Start of PROVIDED TEXT

Normally, metadata is small (less than 1% of the filesystem) and dedupe hit rates are large (10-40% of the filesystem), so the increase in metadata size is offset by much larger reductions in data size and the total space used by the entire filesystem is reduced.

If a subvol is deduped before a snapshot is created, the snapshot will have the same deduplication as the subvol. This does not result in unusually large metadata sizes. If a snapshot is made after bees has fully scanned the origin subvol, bees can avoid scanning most of the data in the snapshot subvol, as it will be provably identical to the origin subvol that was already scanned.

If a subvol is deduped after a snapshot is created, the origin and snapshot subvols must be deduplicated separately. In the worst case, this will double the amount of reading the bees scanner must perform, and will also double the amount of btrfs metadata used for the snapshot; however, the "worst case" is a dedupe hit rate of 1% or more, so a doubling of metadata size is certain for all but the most unique data sets. Also, bees will not be able to free any space until the last snapshot has been scanned and deduped, so payoff in data space savings is deferred until the metadata has almost finished expanding.

End of PROVIDED TEXT
Start of DATA SECTION

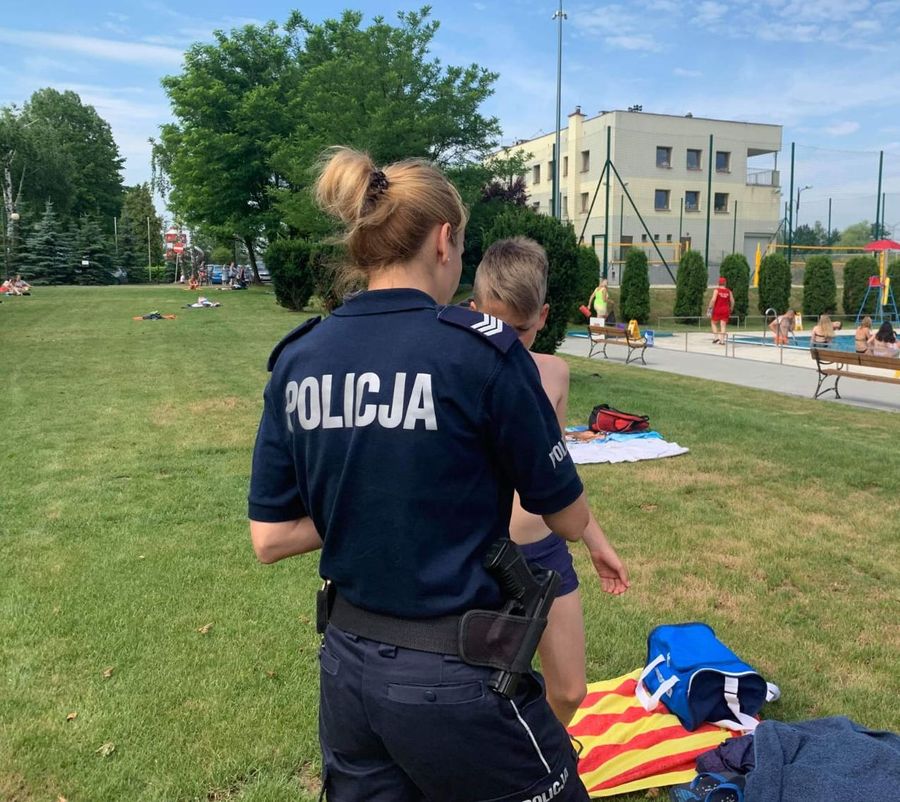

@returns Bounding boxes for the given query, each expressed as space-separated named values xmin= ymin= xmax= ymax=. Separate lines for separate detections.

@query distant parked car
xmin=247 ymin=262 xmax=272 ymax=284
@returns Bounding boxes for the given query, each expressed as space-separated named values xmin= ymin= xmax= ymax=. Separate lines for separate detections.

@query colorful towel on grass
xmin=566 ymin=426 xmax=690 ymax=465
xmin=569 ymin=669 xmax=740 ymax=798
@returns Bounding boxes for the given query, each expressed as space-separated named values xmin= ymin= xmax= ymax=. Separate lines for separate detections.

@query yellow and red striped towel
xmin=569 ymin=669 xmax=740 ymax=797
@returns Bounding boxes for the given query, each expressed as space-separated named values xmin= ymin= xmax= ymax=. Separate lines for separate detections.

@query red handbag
xmin=588 ymin=404 xmax=650 ymax=434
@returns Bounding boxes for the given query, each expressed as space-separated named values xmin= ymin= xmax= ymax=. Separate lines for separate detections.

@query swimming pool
xmin=734 ymin=334 xmax=856 ymax=353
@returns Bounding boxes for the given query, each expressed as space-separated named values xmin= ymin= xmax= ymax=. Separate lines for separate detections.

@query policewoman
xmin=249 ymin=149 xmax=588 ymax=802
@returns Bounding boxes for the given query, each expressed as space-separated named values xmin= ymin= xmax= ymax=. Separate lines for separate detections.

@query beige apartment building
xmin=510 ymin=107 xmax=782 ymax=284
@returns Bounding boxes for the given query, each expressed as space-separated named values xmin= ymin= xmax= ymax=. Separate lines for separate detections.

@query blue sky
xmin=0 ymin=0 xmax=900 ymax=230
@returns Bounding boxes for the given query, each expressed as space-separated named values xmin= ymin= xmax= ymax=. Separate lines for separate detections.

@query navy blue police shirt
xmin=249 ymin=289 xmax=582 ymax=618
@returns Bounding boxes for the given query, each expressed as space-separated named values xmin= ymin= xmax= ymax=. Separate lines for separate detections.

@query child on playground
xmin=472 ymin=237 xmax=629 ymax=725
xmin=769 ymin=309 xmax=797 ymax=345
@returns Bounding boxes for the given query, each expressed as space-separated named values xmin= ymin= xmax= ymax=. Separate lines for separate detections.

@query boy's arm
xmin=250 ymin=517 xmax=322 ymax=563
xmin=582 ymin=513 xmax=631 ymax=596
xmin=544 ymin=358 xmax=630 ymax=596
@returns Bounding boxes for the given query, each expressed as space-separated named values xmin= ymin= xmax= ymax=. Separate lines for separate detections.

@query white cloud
xmin=0 ymin=28 xmax=182 ymax=67
xmin=606 ymin=33 xmax=662 ymax=52
xmin=825 ymin=120 xmax=859 ymax=136
xmin=570 ymin=5 xmax=663 ymax=52
xmin=695 ymin=0 xmax=728 ymax=25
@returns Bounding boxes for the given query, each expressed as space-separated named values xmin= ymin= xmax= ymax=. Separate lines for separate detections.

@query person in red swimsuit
xmin=709 ymin=276 xmax=734 ymax=345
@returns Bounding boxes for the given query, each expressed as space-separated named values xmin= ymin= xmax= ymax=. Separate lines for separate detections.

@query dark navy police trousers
xmin=319 ymin=626 xmax=589 ymax=802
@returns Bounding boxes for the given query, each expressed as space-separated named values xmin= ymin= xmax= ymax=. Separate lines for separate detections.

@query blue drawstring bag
xmin=635 ymin=623 xmax=781 ymax=732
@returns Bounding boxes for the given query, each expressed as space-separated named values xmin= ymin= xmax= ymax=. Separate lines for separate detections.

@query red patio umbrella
xmin=864 ymin=239 xmax=900 ymax=251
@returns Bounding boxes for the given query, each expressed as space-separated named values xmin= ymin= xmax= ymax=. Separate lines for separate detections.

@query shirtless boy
xmin=472 ymin=237 xmax=629 ymax=725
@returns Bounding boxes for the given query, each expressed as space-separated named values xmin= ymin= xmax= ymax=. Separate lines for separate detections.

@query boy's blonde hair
xmin=472 ymin=237 xmax=549 ymax=320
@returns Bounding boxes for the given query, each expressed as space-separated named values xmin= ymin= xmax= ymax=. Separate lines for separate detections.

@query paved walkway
xmin=559 ymin=332 xmax=900 ymax=412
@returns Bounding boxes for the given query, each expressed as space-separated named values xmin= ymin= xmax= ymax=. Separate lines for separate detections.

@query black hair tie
xmin=369 ymin=170 xmax=388 ymax=195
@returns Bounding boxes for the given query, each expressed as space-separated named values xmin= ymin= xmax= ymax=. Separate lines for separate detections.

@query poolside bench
xmin=810 ymin=348 xmax=900 ymax=398
xmin=588 ymin=325 xmax=647 ymax=365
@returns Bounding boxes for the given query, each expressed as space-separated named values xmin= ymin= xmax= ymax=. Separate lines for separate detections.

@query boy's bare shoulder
xmin=531 ymin=352 xmax=569 ymax=387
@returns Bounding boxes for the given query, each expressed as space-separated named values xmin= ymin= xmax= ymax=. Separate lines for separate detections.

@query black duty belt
xmin=328 ymin=594 xmax=462 ymax=656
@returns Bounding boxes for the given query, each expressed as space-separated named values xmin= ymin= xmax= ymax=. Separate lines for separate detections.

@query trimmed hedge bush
xmin=803 ymin=256 xmax=837 ymax=319
xmin=719 ymin=253 xmax=750 ymax=321
xmin=482 ymin=206 xmax=587 ymax=354
xmin=758 ymin=253 xmax=791 ymax=315
xmin=266 ymin=239 xmax=318 ymax=312
xmin=673 ymin=251 xmax=709 ymax=322
xmin=616 ymin=248 xmax=650 ymax=323
xmin=841 ymin=256 xmax=880 ymax=316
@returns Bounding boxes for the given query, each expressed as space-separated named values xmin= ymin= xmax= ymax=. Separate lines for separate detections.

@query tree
xmin=209 ymin=245 xmax=235 ymax=265
xmin=841 ymin=256 xmax=880 ymax=315
xmin=803 ymin=256 xmax=837 ymax=318
xmin=838 ymin=220 xmax=872 ymax=248
xmin=719 ymin=253 xmax=750 ymax=321
xmin=757 ymin=253 xmax=791 ymax=315
xmin=22 ymin=200 xmax=74 ymax=284
xmin=152 ymin=22 xmax=295 ymax=278
xmin=447 ymin=151 xmax=531 ymax=284
xmin=72 ymin=214 xmax=112 ymax=284
xmin=22 ymin=88 xmax=124 ymax=222
xmin=153 ymin=9 xmax=499 ymax=278
xmin=484 ymin=205 xmax=579 ymax=354
xmin=617 ymin=248 xmax=650 ymax=323
xmin=0 ymin=89 xmax=122 ymax=271
xmin=673 ymin=251 xmax=709 ymax=323
xmin=266 ymin=238 xmax=318 ymax=312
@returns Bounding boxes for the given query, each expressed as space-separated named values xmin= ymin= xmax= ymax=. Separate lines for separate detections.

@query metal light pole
xmin=551 ymin=0 xmax=568 ymax=220
xmin=6 ymin=212 xmax=19 ymax=278
xmin=794 ymin=184 xmax=812 ymax=227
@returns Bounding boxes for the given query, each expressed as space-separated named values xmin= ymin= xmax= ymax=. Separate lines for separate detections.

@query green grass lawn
xmin=0 ymin=287 xmax=900 ymax=802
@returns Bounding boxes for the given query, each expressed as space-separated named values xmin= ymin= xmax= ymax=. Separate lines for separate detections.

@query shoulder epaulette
xmin=438 ymin=306 xmax=519 ymax=354
xmin=267 ymin=317 xmax=322 ymax=373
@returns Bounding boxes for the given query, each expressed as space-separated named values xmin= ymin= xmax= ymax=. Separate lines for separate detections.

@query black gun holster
xmin=316 ymin=540 xmax=559 ymax=697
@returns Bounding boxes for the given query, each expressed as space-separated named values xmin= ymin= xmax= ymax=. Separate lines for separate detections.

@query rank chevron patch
xmin=469 ymin=312 xmax=503 ymax=337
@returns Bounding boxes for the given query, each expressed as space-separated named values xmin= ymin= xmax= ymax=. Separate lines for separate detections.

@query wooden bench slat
xmin=588 ymin=324 xmax=647 ymax=365
xmin=810 ymin=348 xmax=900 ymax=398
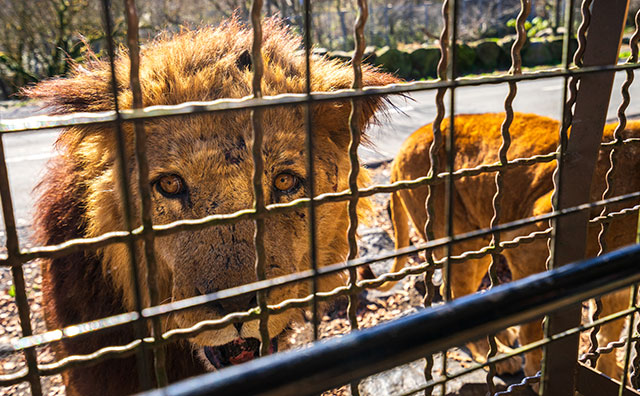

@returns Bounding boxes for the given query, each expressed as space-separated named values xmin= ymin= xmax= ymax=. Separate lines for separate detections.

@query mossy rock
xmin=409 ymin=46 xmax=440 ymax=80
xmin=456 ymin=44 xmax=476 ymax=75
xmin=471 ymin=40 xmax=502 ymax=70
xmin=328 ymin=46 xmax=376 ymax=64
xmin=522 ymin=41 xmax=553 ymax=66
xmin=547 ymin=37 xmax=578 ymax=63
xmin=374 ymin=47 xmax=412 ymax=78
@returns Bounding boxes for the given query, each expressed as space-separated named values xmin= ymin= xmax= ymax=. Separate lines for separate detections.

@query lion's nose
xmin=211 ymin=293 xmax=258 ymax=318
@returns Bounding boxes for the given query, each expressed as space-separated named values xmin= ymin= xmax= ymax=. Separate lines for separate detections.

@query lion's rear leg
xmin=596 ymin=288 xmax=630 ymax=379
xmin=503 ymin=234 xmax=549 ymax=376
xmin=442 ymin=241 xmax=522 ymax=374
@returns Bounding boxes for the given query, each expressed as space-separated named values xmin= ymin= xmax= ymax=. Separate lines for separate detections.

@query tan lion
xmin=382 ymin=113 xmax=640 ymax=378
xmin=25 ymin=19 xmax=397 ymax=395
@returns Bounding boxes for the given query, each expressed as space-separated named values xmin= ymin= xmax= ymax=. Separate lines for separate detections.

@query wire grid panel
xmin=0 ymin=0 xmax=640 ymax=394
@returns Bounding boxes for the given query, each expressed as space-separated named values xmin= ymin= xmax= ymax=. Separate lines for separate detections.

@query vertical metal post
xmin=304 ymin=0 xmax=319 ymax=341
xmin=124 ymin=0 xmax=169 ymax=387
xmin=102 ymin=0 xmax=151 ymax=390
xmin=541 ymin=0 xmax=628 ymax=396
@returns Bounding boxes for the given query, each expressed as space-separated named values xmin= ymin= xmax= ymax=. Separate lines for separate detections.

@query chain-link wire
xmin=124 ymin=0 xmax=169 ymax=387
xmin=251 ymin=0 xmax=271 ymax=356
xmin=422 ymin=0 xmax=455 ymax=395
xmin=588 ymin=4 xmax=640 ymax=367
xmin=102 ymin=0 xmax=151 ymax=390
xmin=347 ymin=0 xmax=369 ymax=396
xmin=486 ymin=0 xmax=531 ymax=394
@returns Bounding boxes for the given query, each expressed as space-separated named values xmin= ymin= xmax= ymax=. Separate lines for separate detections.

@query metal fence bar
xmin=542 ymin=1 xmax=628 ymax=395
xmin=304 ymin=0 xmax=319 ymax=341
xmin=251 ymin=0 xmax=271 ymax=356
xmin=589 ymin=4 xmax=640 ymax=367
xmin=101 ymin=0 xmax=151 ymax=390
xmin=124 ymin=0 xmax=169 ymax=387
xmin=136 ymin=246 xmax=640 ymax=396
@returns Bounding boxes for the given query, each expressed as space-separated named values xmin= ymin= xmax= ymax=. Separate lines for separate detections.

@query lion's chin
xmin=201 ymin=337 xmax=278 ymax=370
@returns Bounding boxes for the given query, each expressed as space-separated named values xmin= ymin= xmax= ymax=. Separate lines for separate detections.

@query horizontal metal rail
xmin=140 ymin=241 xmax=640 ymax=396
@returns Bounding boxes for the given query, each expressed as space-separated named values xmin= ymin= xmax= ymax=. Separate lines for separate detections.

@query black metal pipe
xmin=139 ymin=245 xmax=640 ymax=396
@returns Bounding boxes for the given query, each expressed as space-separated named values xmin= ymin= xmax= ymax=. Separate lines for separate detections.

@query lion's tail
xmin=358 ymin=191 xmax=411 ymax=291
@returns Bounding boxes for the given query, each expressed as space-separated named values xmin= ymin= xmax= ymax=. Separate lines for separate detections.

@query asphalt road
xmin=0 ymin=73 xmax=640 ymax=243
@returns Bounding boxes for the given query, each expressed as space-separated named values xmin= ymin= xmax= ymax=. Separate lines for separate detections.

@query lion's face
xmin=25 ymin=19 xmax=398 ymax=367
xmin=128 ymin=108 xmax=348 ymax=368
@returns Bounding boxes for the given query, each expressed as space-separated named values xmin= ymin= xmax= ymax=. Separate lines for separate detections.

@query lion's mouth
xmin=204 ymin=337 xmax=278 ymax=370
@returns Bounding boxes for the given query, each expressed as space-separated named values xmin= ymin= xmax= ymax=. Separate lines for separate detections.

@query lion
xmin=370 ymin=113 xmax=640 ymax=378
xmin=24 ymin=18 xmax=399 ymax=395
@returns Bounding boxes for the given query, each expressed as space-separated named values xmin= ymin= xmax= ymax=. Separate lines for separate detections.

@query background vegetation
xmin=0 ymin=0 xmax=640 ymax=98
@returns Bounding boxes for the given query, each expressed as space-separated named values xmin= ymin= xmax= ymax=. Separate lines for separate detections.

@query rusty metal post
xmin=541 ymin=0 xmax=628 ymax=396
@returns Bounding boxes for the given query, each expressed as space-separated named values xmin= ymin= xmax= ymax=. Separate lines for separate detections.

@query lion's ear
xmin=313 ymin=64 xmax=400 ymax=148
xmin=20 ymin=61 xmax=113 ymax=114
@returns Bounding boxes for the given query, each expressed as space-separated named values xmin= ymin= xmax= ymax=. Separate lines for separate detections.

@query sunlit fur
xmin=383 ymin=113 xmax=640 ymax=378
xmin=30 ymin=19 xmax=397 ymax=393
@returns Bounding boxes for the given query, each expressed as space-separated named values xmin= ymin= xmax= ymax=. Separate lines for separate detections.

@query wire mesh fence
xmin=0 ymin=0 xmax=640 ymax=395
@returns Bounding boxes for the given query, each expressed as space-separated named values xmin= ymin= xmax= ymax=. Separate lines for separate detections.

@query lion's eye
xmin=157 ymin=175 xmax=185 ymax=197
xmin=273 ymin=173 xmax=300 ymax=192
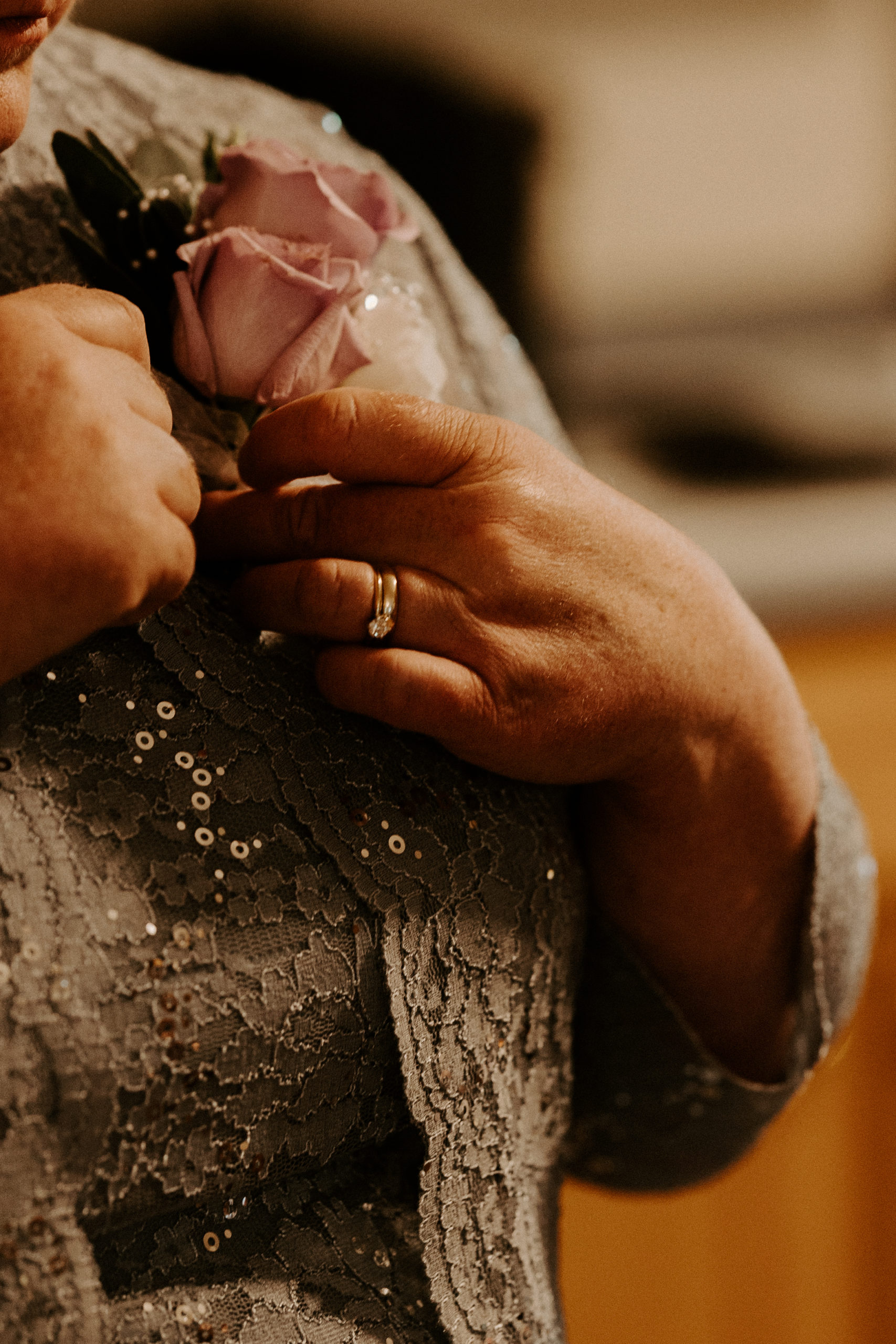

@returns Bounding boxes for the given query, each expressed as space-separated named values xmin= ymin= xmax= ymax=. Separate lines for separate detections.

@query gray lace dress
xmin=0 ymin=24 xmax=873 ymax=1344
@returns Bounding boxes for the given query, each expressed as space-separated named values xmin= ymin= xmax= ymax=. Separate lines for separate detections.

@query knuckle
xmin=309 ymin=387 xmax=361 ymax=439
xmin=282 ymin=487 xmax=321 ymax=555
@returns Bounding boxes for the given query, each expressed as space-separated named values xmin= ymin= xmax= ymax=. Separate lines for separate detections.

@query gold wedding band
xmin=367 ymin=570 xmax=398 ymax=640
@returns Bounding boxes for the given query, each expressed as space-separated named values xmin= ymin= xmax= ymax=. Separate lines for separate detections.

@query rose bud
xmin=197 ymin=140 xmax=419 ymax=262
xmin=173 ymin=228 xmax=370 ymax=406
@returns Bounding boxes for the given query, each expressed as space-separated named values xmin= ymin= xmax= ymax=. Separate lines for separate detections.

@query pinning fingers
xmin=233 ymin=561 xmax=375 ymax=641
xmin=317 ymin=644 xmax=488 ymax=744
xmin=234 ymin=559 xmax=469 ymax=656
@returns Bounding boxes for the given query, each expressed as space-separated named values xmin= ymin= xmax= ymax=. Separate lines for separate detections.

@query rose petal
xmin=255 ymin=304 xmax=370 ymax=406
xmin=172 ymin=270 xmax=218 ymax=396
xmin=214 ymin=141 xmax=380 ymax=262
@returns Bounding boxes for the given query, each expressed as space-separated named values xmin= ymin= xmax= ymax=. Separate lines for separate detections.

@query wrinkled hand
xmin=197 ymin=390 xmax=806 ymax=783
xmin=196 ymin=390 xmax=815 ymax=1078
xmin=0 ymin=285 xmax=200 ymax=681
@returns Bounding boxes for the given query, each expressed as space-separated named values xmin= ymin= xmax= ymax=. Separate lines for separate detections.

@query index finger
xmin=29 ymin=285 xmax=151 ymax=370
xmin=239 ymin=387 xmax=504 ymax=489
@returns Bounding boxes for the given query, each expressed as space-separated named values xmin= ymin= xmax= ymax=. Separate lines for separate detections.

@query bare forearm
xmin=579 ymin=687 xmax=817 ymax=1082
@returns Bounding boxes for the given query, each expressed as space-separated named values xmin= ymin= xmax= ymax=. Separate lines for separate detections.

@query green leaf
xmin=59 ymin=225 xmax=172 ymax=371
xmin=85 ymin=130 xmax=142 ymax=191
xmin=52 ymin=130 xmax=142 ymax=233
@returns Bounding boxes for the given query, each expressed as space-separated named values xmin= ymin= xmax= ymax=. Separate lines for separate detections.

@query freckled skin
xmin=0 ymin=18 xmax=817 ymax=1079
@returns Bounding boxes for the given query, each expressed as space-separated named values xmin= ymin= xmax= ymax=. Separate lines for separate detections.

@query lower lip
xmin=0 ymin=17 xmax=50 ymax=62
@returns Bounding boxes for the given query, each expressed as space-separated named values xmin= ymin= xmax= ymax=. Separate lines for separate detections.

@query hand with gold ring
xmin=195 ymin=390 xmax=815 ymax=1077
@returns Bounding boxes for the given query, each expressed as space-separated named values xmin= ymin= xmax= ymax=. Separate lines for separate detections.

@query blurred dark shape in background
xmin=156 ymin=15 xmax=536 ymax=339
xmin=78 ymin=0 xmax=896 ymax=629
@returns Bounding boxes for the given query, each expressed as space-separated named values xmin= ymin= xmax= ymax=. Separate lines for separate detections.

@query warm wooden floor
xmin=560 ymin=624 xmax=896 ymax=1344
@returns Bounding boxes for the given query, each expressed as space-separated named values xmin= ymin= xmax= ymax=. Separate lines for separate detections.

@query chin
xmin=0 ymin=58 xmax=31 ymax=153
xmin=0 ymin=0 xmax=72 ymax=153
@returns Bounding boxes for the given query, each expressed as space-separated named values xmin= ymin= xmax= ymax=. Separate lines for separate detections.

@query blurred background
xmin=78 ymin=0 xmax=896 ymax=1344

End of DATA SECTION

◆ **TASK 1**
Copy from the passage on bees and snapshots the part that opens with the words containing "Normally, metadata is" and closes with "was already scanned.".
◆ **TASK 2**
According to the passage on bees and snapshots:
(a) What share of the filesystem does metadata normally take up?
(b) What range do dedupe hit rates normally fall in?
(c) In the worst case, what two things double when a subvol is deduped after a snapshot is created?
◆ **TASK 3**
In the passage on bees and snapshots, why can bees skip scanning most of the data in a snapshot made after it has fully scanned the origin subvol?
Rely only on the passage on bees and snapshots.

◆ **EXPECTED ANSWER 1**
Normally, metadata is small (less than 1% of the filesystem) and dedupe hit rates are large (10-40% of the filesystem), so the increase in metadata size is offset by much larger reductions in data size and the total space used by the entire filesystem is reduced.

If a subvol is deduped before a snapshot is created, the snapshot will have the same deduplication as the subvol. This does not result in unusually large metadata sizes. If a snapshot is made after bees has fully scanned the origin subvol, bees can avoid scanning most of the data in the snapshot subvol, as it will be provably identical to the origin subvol that was already scanned.

◆ **EXPECTED ANSWER 2**
(a) Less than 1% of the filesystem.
(b) 10-40% of the filesystem.
(c) The amount of reading the bees scanner must perform and the amount of btrfs metadata used for the snapshot.

◆ **EXPECTED ANSWER 3**
That data will be provably identical to the origin subvol, which bees has already scanned.